AIM OF THE TASK -
Write out every single entry exactly.

INPUT DATA -

____________________

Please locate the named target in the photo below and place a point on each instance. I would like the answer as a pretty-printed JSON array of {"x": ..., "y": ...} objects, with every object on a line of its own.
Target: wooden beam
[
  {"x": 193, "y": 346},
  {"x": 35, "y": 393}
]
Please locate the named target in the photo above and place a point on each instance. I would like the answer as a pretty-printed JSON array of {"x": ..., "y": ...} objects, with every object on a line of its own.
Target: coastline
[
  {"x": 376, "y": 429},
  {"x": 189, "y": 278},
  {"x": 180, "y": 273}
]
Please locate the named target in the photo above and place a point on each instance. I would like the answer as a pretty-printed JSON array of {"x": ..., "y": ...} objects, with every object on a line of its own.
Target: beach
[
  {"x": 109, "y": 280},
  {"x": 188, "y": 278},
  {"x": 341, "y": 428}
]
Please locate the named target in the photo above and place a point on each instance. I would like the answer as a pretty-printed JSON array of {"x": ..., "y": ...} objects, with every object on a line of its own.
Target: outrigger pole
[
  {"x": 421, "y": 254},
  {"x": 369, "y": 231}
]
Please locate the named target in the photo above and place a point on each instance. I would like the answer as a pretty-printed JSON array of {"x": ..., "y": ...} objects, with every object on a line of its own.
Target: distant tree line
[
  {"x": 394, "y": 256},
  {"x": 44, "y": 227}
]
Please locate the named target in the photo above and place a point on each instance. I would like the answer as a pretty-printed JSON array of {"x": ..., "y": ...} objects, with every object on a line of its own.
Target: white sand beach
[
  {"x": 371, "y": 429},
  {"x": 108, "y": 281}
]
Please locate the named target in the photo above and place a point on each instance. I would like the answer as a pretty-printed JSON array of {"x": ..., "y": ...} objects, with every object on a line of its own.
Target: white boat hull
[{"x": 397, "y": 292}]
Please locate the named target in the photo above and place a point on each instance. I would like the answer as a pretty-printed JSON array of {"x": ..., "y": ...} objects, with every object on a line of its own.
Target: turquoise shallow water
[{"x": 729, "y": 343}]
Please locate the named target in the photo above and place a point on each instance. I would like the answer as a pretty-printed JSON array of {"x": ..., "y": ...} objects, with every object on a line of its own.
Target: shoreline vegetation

____________________

COMPLETED TASK -
Please locate the named target in the photo below and place a point on each instance. I would like the answer as a pretty-printed JSON array of {"x": ..., "y": ...} objects, with every object on a line of its own.
Target: wooden beam
[
  {"x": 193, "y": 346},
  {"x": 35, "y": 393}
]
Please locate the named target in the photo above and place a point on each instance. I would like the answer as a pretty-printed JSON array of {"x": ..., "y": ...} objects, with every object on a line of its own.
Target: coastline
[
  {"x": 376, "y": 429},
  {"x": 189, "y": 278},
  {"x": 180, "y": 273}
]
Please locate the named target in the photo above and place a point on each instance. I would like the answer as a pretty-printed JSON array of {"x": ..., "y": ...} objects, with every object on a line of its own.
Target: beach
[
  {"x": 109, "y": 280},
  {"x": 188, "y": 278},
  {"x": 341, "y": 428}
]
Please locate the named target in the photo above and place a point on each instance. I would like the answer as a pretty-printed JSON array of {"x": ..., "y": ...} objects, with every object on a line of its own.
Target: outrigger pole
[
  {"x": 421, "y": 254},
  {"x": 369, "y": 231}
]
Please locate the named target in the photo above and place a point on each instance. I would like the answer as a pretty-printed JSON array of {"x": ..., "y": ...} objects, with every object on a line of its own.
Target: distant tree line
[
  {"x": 394, "y": 256},
  {"x": 44, "y": 227}
]
Please locate the named target in the photo above and place a point on each instance. I would like the answer as a pretty-printed JSON array of {"x": ..., "y": ...} objects, with every object on a line of its own.
Target: white sand beach
[
  {"x": 371, "y": 429},
  {"x": 108, "y": 281}
]
Please locate the named target in the photo above and place a point on each instance. I would like the answer as a pretty-printed JSON array of {"x": ..., "y": ...} objects, with every object on a line of its own.
Target: white boat hull
[{"x": 397, "y": 292}]
Please locate the named target in the photo above and place a point on each instance. I would like the answer as a pretty-printed JSON array of {"x": ..., "y": ...} objects, with every object on a line of its own.
Target: turquoise shallow water
[{"x": 729, "y": 343}]
Please locate the named target in the photo above and place a point on each instance. I would like the answer as a pretty-printed JSON array of {"x": ..., "y": ...} objects, with every object on a line of its own.
Target: shoreline vegetation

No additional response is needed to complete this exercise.